● Trecho da página

No yoga, quando nos colocamos a meditar, é o “espaço do encontro” que buscamos. É neste espaço que podemos “vir-a-ser” aquilo que tanto desejamos, isto é, uma pessoa felizes e realizada. Somente o “encontro” com nossa essência (um encontro que podemos dizer do “ego” com o “Eu”), é que nos possibilita elevar a consciência a níveis superiores de compreensão, gerar bons pensamentos, aumentar nossa vibração e ressoar a paz, o amor e a felicidade genuínos para si mesmo e para todos os seres.


Meditar, nesta perspectiva, é um processo cognitivo e intuitivo de conversão da imaginação em realidade. Trata-se de transformar a consciência, ou melhor dizer, de proporcionar meios adequados para aumentar nossa energia vital e disponibilizá-la para revigorar nossa "saúde criativa", de modo a facilitar o encontro dessa “consciência individual” com a “vida universal”, em sua mais perfeita plenitude.

 

“A principal razão de ser da meditação é transformar a si mesmo para melhor transformar o mundo ou tornar-se um ser humano melhor para melhor servir aos outros. Meditar é dar à vida seu sentido mais elevado” (Matthieu Ricard, A Arte da Meditação)

 

E como isso acontece? No yoga, o princípio que orienta a “transformação da realidade” é denominado yatha-krathu, que significa “o resultado de uma ação está de acordo com a intenção do executante”. O destino de uma pessoa nada mais é do que o resultado das reverberações de suas resoluções e seus propósitos de vida.


Afirma a Chandogya Upanishad:

 

yathā kratur asmin loke puruṣo bhavati, tathetaḥ pretya bhavati

Assim como o que uma pessoa se torna neste mundo é determinado por sua firme resolução, também o que uma pessoa se torna após a sua morte está de acordo com a mesma determinação.

(Ch.Up. 3.14.1).

 

O princípio tat-kratu nyāya deixa claro que a determinação firme de alguém é um fator relevante que direciona o resultado final de suas práticas. Sou aquilo que penso, sou aquilo que desejo, pois são meus pensamentos e desejos que condicionam minhas palavras e meus atos, determinando meu destino não apenas no aqui e agora, mas igualmente no futuro próximo e também nas próximas vidas.


Pensamentos e desejos são esculpidos por conceitos e hábitos. Portanto, é fundamental o estudo e a reflexão dos ensinamentos inscritos no Bhagavad Gita, nos Upanishads, no Vedanta, nos Sutras de Patanjali e outros. Mas não apenas o estudo e a reflexão, porém, o cultivo de hábitos altruístas e a prática constante da meditação, constituem-se nas bases daqueles que se dedicam ao yoga.

● Problema 1
No texto sobre meditação no yoga, qual é o nome do princípio que orienta a "transformação da realidade"?

● Registros brutos
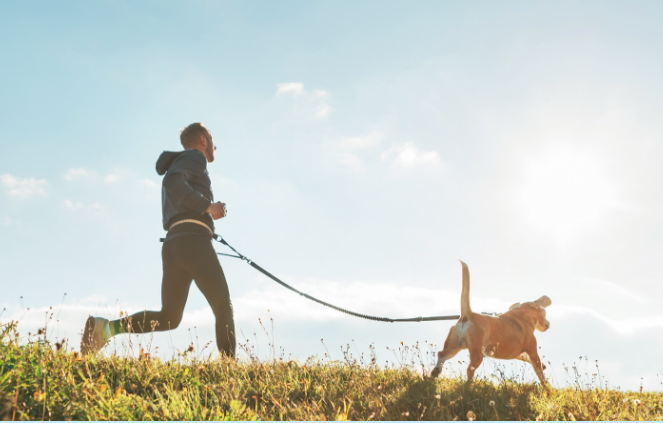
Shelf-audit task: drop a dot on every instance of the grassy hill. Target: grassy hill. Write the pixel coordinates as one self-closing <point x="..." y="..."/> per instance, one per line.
<point x="39" y="380"/>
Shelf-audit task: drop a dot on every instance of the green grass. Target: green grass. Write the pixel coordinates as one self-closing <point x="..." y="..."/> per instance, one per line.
<point x="40" y="381"/>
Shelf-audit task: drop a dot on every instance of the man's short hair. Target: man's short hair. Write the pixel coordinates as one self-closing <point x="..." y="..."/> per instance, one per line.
<point x="191" y="134"/>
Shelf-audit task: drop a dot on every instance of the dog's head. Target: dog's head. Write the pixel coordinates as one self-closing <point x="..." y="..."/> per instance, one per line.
<point x="537" y="310"/>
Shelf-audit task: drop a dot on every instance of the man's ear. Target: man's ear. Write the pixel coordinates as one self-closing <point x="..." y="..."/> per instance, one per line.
<point x="203" y="140"/>
<point x="543" y="301"/>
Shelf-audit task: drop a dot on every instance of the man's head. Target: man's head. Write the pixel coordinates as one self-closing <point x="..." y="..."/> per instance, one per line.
<point x="197" y="137"/>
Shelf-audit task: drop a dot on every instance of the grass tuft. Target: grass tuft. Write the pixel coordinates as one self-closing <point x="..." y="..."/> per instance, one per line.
<point x="41" y="380"/>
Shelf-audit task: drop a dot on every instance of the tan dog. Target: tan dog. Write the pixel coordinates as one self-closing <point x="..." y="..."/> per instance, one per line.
<point x="507" y="336"/>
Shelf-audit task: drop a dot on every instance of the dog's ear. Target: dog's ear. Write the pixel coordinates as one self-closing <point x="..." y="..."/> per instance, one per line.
<point x="543" y="301"/>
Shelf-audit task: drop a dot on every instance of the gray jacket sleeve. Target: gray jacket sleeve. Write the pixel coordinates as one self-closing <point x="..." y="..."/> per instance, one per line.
<point x="184" y="169"/>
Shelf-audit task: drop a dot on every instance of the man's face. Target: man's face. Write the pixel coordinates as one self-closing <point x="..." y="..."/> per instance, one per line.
<point x="209" y="150"/>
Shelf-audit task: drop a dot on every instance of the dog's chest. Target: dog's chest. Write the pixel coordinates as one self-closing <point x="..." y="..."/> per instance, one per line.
<point x="490" y="350"/>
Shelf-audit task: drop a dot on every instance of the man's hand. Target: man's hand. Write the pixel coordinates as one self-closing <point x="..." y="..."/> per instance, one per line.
<point x="217" y="210"/>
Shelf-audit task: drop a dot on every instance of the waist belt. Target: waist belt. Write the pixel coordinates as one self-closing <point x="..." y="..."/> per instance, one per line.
<point x="197" y="222"/>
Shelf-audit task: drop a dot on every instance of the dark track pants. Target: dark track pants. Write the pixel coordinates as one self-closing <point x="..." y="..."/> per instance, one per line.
<point x="186" y="258"/>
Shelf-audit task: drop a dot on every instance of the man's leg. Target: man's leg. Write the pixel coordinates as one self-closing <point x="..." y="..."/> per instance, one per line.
<point x="174" y="293"/>
<point x="203" y="264"/>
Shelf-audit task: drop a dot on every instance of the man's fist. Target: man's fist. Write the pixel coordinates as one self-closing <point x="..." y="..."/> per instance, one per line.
<point x="217" y="210"/>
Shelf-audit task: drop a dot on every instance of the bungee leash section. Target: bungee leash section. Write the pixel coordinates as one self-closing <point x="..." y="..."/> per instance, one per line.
<point x="253" y="264"/>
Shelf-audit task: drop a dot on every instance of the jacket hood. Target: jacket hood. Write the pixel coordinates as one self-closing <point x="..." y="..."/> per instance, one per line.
<point x="165" y="160"/>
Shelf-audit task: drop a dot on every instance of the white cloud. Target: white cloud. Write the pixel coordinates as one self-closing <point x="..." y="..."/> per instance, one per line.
<point x="347" y="150"/>
<point x="70" y="205"/>
<point x="23" y="187"/>
<point x="112" y="177"/>
<point x="408" y="156"/>
<point x="95" y="208"/>
<point x="150" y="183"/>
<point x="306" y="101"/>
<point x="75" y="174"/>
<point x="625" y="326"/>
<point x="290" y="88"/>
<point x="322" y="110"/>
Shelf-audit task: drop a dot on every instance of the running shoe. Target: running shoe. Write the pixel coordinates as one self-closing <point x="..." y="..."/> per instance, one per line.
<point x="95" y="335"/>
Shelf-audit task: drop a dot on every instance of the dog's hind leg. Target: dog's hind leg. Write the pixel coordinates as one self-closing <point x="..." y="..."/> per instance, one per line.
<point x="476" y="358"/>
<point x="452" y="346"/>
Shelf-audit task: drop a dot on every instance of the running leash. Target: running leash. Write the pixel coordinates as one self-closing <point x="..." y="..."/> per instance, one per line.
<point x="253" y="264"/>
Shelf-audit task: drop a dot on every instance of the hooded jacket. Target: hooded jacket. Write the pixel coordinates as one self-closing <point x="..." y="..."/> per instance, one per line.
<point x="186" y="191"/>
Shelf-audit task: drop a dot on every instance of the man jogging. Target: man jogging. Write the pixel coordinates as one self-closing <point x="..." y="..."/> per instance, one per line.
<point x="187" y="252"/>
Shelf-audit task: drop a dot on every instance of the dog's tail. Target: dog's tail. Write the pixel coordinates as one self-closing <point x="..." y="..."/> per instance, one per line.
<point x="465" y="309"/>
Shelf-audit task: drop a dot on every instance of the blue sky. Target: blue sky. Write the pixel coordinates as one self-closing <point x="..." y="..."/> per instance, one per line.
<point x="363" y="149"/>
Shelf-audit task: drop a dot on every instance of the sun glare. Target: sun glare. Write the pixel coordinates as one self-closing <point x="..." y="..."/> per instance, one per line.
<point x="562" y="192"/>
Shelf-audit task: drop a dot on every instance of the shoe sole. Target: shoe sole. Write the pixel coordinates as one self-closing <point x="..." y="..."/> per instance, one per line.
<point x="88" y="336"/>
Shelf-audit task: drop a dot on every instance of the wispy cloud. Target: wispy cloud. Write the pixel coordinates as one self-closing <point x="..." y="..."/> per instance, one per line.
<point x="23" y="187"/>
<point x="290" y="88"/>
<point x="112" y="177"/>
<point x="70" y="205"/>
<point x="150" y="183"/>
<point x="315" y="101"/>
<point x="76" y="174"/>
<point x="408" y="156"/>
<point x="349" y="149"/>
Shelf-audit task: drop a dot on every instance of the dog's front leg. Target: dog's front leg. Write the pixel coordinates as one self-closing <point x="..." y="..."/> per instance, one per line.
<point x="536" y="363"/>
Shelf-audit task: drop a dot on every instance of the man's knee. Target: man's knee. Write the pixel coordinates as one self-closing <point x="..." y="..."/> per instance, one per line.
<point x="171" y="320"/>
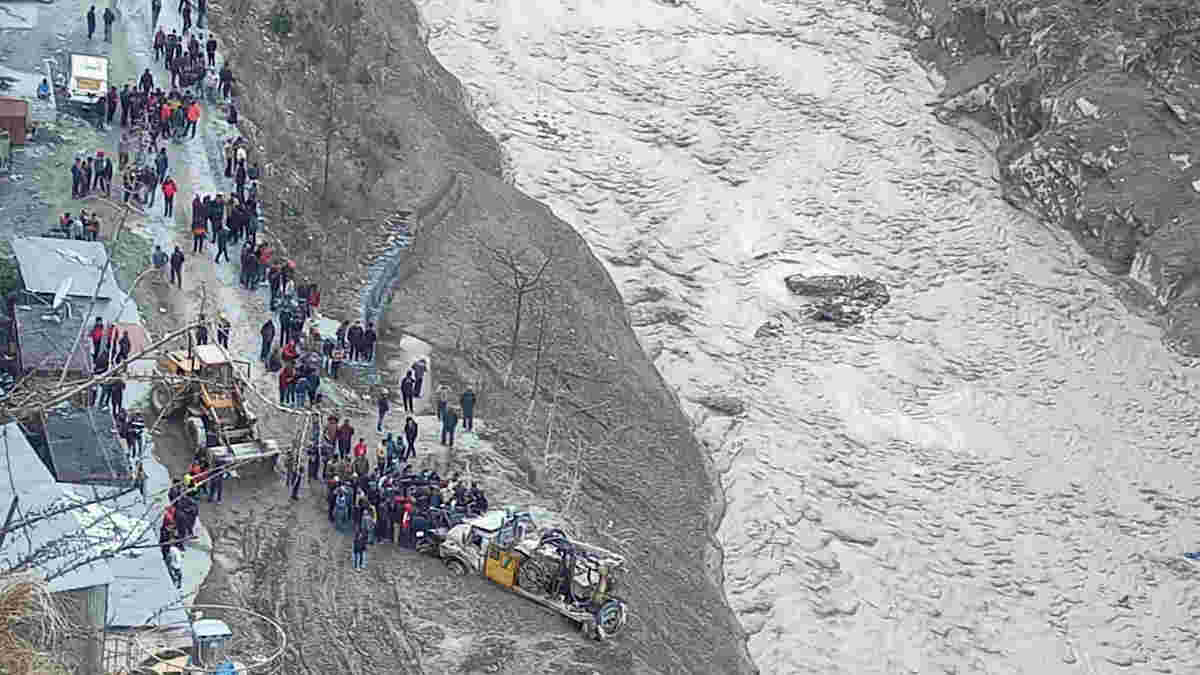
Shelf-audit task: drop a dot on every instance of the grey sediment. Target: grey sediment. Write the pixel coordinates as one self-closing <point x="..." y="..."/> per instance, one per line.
<point x="647" y="487"/>
<point x="1093" y="112"/>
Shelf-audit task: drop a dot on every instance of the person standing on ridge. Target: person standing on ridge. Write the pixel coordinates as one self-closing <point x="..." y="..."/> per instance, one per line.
<point x="109" y="17"/>
<point x="468" y="408"/>
<point x="406" y="390"/>
<point x="268" y="333"/>
<point x="177" y="268"/>
<point x="384" y="406"/>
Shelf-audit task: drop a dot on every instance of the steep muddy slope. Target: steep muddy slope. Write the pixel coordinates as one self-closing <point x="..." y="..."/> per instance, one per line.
<point x="604" y="447"/>
<point x="1096" y="105"/>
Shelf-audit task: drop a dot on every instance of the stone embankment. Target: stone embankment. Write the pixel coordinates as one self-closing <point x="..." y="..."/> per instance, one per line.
<point x="1096" y="107"/>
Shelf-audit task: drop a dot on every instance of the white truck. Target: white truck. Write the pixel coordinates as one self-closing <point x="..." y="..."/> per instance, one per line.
<point x="89" y="78"/>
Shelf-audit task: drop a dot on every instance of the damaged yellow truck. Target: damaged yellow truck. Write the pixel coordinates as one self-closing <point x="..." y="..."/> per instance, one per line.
<point x="570" y="578"/>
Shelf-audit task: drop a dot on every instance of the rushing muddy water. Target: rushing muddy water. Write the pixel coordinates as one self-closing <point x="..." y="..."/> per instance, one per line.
<point x="995" y="473"/>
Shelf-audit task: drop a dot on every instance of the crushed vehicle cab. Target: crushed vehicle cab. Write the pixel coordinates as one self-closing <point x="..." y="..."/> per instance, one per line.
<point x="545" y="566"/>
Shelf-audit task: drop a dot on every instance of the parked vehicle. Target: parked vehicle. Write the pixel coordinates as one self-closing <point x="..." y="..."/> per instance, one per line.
<point x="571" y="578"/>
<point x="89" y="78"/>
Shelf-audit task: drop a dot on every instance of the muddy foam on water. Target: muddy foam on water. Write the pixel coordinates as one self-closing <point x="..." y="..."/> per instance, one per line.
<point x="994" y="473"/>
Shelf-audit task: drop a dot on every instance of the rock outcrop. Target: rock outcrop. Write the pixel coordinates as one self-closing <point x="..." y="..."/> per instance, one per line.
<point x="840" y="298"/>
<point x="1097" y="108"/>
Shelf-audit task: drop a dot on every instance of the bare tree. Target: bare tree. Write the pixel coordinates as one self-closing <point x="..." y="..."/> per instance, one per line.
<point x="522" y="272"/>
<point x="543" y="315"/>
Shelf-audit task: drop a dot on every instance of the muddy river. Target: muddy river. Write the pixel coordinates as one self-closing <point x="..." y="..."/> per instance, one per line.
<point x="995" y="473"/>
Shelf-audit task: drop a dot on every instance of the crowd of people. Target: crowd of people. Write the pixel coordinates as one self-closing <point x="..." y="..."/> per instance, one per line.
<point x="377" y="496"/>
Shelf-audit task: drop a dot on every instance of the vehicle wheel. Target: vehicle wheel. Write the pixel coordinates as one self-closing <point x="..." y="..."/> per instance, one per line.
<point x="534" y="575"/>
<point x="456" y="567"/>
<point x="161" y="396"/>
<point x="610" y="619"/>
<point x="196" y="432"/>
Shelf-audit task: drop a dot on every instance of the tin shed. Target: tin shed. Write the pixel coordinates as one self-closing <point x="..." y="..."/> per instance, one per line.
<point x="15" y="118"/>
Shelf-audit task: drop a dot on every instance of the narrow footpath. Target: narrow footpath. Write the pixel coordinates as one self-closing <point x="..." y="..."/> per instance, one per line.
<point x="282" y="557"/>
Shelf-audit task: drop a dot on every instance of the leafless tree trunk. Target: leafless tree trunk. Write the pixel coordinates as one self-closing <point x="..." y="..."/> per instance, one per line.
<point x="330" y="129"/>
<point x="537" y="360"/>
<point x="522" y="278"/>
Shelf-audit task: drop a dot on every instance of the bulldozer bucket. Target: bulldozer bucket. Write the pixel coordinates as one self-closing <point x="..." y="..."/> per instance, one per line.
<point x="246" y="453"/>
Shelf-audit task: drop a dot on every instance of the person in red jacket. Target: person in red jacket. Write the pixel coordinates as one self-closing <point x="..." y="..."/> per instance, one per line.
<point x="97" y="338"/>
<point x="168" y="197"/>
<point x="291" y="352"/>
<point x="287" y="384"/>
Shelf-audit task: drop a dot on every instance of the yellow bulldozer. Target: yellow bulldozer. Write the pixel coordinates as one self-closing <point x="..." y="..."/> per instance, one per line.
<point x="211" y="388"/>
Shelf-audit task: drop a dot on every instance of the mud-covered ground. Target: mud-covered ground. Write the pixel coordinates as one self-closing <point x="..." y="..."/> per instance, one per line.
<point x="1096" y="107"/>
<point x="603" y="449"/>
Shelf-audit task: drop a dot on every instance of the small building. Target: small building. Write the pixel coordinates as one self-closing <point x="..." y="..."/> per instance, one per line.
<point x="16" y="119"/>
<point x="79" y="446"/>
<point x="55" y="548"/>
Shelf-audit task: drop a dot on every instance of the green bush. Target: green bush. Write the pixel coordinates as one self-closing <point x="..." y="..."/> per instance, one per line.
<point x="281" y="21"/>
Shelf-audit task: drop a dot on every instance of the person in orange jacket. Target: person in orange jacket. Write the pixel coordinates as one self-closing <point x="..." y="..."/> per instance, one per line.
<point x="287" y="383"/>
<point x="193" y="117"/>
<point x="168" y="197"/>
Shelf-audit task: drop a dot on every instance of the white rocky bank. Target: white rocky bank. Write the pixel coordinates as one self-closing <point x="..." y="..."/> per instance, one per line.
<point x="994" y="473"/>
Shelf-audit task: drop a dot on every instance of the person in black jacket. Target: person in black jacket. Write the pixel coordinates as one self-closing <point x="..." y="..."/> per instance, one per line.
<point x="268" y="333"/>
<point x="384" y="406"/>
<point x="411" y="436"/>
<point x="117" y="396"/>
<point x="202" y="332"/>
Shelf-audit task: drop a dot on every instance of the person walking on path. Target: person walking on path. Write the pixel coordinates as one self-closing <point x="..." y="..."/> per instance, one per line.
<point x="117" y="395"/>
<point x="286" y="377"/>
<point x="159" y="260"/>
<point x="161" y="163"/>
<point x="468" y="408"/>
<point x="202" y="332"/>
<point x="360" y="549"/>
<point x="268" y="333"/>
<point x="384" y="406"/>
<point x="222" y="237"/>
<point x="411" y="436"/>
<point x="109" y="17"/>
<point x="223" y="328"/>
<point x="419" y="368"/>
<point x="443" y="394"/>
<point x="168" y="195"/>
<point x="193" y="118"/>
<point x="177" y="268"/>
<point x="199" y="231"/>
<point x="369" y="340"/>
<point x="216" y="482"/>
<point x="345" y="437"/>
<point x="406" y="390"/>
<point x="449" y="422"/>
<point x="354" y="336"/>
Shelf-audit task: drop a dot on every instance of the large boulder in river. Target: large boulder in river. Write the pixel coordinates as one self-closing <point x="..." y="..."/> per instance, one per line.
<point x="845" y="299"/>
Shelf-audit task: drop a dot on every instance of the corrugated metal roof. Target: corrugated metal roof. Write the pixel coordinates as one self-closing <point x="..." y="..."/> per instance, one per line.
<point x="55" y="542"/>
<point x="13" y="107"/>
<point x="45" y="262"/>
<point x="84" y="448"/>
<point x="46" y="344"/>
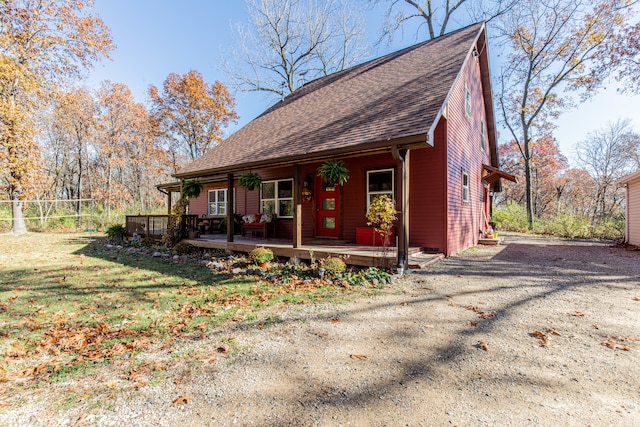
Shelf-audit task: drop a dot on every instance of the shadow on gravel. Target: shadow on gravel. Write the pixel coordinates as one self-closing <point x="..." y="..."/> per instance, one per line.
<point x="537" y="271"/>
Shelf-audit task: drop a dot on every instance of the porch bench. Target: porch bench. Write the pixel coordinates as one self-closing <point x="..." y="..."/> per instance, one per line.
<point x="259" y="223"/>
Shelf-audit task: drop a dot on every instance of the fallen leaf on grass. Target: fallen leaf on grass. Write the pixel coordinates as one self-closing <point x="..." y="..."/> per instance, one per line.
<point x="182" y="400"/>
<point x="224" y="348"/>
<point x="544" y="338"/>
<point x="612" y="344"/>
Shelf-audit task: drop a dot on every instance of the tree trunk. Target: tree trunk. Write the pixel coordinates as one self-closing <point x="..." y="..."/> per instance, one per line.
<point x="528" y="189"/>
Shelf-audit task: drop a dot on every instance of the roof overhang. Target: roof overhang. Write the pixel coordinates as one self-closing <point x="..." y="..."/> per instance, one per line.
<point x="492" y="176"/>
<point x="625" y="180"/>
<point x="414" y="141"/>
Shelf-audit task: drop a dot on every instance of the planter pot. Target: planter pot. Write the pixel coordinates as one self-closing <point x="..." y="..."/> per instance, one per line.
<point x="368" y="236"/>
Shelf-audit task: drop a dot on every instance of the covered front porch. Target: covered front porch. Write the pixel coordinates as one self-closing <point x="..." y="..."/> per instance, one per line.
<point x="360" y="255"/>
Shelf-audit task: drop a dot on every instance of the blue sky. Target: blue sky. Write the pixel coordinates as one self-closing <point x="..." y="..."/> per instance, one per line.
<point x="156" y="37"/>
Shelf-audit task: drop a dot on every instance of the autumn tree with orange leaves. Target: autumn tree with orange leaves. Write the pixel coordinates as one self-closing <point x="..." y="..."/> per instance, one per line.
<point x="556" y="46"/>
<point x="44" y="44"/>
<point x="548" y="179"/>
<point x="191" y="114"/>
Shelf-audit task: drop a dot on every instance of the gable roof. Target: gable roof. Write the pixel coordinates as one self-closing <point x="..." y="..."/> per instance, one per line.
<point x="395" y="98"/>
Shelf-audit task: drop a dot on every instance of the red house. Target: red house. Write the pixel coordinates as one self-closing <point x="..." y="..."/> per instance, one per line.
<point x="417" y="124"/>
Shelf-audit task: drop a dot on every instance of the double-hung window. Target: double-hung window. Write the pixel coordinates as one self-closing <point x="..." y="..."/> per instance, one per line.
<point x="467" y="102"/>
<point x="465" y="187"/>
<point x="217" y="202"/>
<point x="277" y="197"/>
<point x="380" y="183"/>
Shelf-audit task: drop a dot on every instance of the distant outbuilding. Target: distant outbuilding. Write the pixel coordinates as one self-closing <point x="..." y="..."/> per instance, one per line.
<point x="632" y="184"/>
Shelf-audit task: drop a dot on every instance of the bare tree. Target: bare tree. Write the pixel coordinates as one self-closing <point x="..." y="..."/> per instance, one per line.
<point x="288" y="42"/>
<point x="608" y="154"/>
<point x="438" y="15"/>
<point x="554" y="45"/>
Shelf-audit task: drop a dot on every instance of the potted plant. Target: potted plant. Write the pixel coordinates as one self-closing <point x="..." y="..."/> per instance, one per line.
<point x="381" y="216"/>
<point x="261" y="256"/>
<point x="333" y="172"/>
<point x="249" y="180"/>
<point x="193" y="233"/>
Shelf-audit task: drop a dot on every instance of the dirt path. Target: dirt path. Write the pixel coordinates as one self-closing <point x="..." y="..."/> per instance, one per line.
<point x="415" y="357"/>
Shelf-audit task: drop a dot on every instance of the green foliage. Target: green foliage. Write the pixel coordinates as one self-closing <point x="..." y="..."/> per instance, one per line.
<point x="249" y="180"/>
<point x="513" y="217"/>
<point x="370" y="276"/>
<point x="334" y="172"/>
<point x="260" y="255"/>
<point x="576" y="227"/>
<point x="183" y="248"/>
<point x="510" y="217"/>
<point x="333" y="265"/>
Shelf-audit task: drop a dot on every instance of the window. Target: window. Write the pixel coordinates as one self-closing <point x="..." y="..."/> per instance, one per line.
<point x="465" y="187"/>
<point x="467" y="102"/>
<point x="277" y="197"/>
<point x="380" y="182"/>
<point x="217" y="202"/>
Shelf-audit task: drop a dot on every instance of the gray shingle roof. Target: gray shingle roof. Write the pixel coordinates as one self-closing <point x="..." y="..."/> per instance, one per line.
<point x="396" y="96"/>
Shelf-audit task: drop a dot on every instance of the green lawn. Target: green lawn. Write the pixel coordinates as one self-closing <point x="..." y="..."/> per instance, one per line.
<point x="69" y="303"/>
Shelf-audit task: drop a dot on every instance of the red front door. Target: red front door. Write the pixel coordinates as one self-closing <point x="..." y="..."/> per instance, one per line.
<point x="327" y="209"/>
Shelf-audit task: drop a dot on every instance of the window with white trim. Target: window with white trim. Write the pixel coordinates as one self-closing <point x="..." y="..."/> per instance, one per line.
<point x="380" y="182"/>
<point x="467" y="102"/>
<point x="217" y="202"/>
<point x="465" y="187"/>
<point x="277" y="197"/>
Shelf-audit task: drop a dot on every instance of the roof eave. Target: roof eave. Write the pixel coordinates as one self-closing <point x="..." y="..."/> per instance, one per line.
<point x="411" y="141"/>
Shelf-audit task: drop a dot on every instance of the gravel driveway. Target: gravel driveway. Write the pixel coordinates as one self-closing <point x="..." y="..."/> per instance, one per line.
<point x="533" y="332"/>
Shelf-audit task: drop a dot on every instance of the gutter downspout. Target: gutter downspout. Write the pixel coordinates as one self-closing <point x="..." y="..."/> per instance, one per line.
<point x="402" y="157"/>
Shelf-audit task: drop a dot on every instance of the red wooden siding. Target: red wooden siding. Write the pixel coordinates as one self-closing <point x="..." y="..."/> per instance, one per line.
<point x="427" y="194"/>
<point x="464" y="152"/>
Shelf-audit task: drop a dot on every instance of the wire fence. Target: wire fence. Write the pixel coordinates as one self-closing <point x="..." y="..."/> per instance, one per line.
<point x="78" y="214"/>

● Problema 2
Reproduza sem nenhuma alteração as linhas dos registros, começando pela linha que contém "the roof eave." e terminando no final dos registros, com as duas pontas incluídas.

● Resposta escrita 1
O princípio se chama yatha-krathu.

● Resposta escrita 2
Shelf-audit task: drop a dot on every instance of the roof eave. Target: roof eave. Write the pixel coordinates as one self-closing <point x="..." y="..."/> per instance, one per line.
<point x="411" y="141"/>
Shelf-audit task: drop a dot on every instance of the gravel driveway. Target: gravel driveway. Write the pixel coordinates as one self-closing <point x="..." y="..."/> per instance, one per line.
<point x="533" y="332"/>
Shelf-audit task: drop a dot on every instance of the gutter downspout. Target: gutter downspout. Write the pixel coordinates as one self-closing <point x="..." y="..."/> per instance, one per line.
<point x="402" y="157"/>
Shelf-audit task: drop a dot on every instance of the red wooden siding. Target: red wooden siding. Write the pixel coordinates as one self-closing <point x="..." y="..."/> per instance, one per line.
<point x="427" y="194"/>
<point x="464" y="152"/>
Shelf-audit task: drop a dot on every instance of the wire fence. Target: wire fence. Write the pixel coordinates as one self-closing <point x="..." y="..."/> per instance, one per line.
<point x="78" y="214"/>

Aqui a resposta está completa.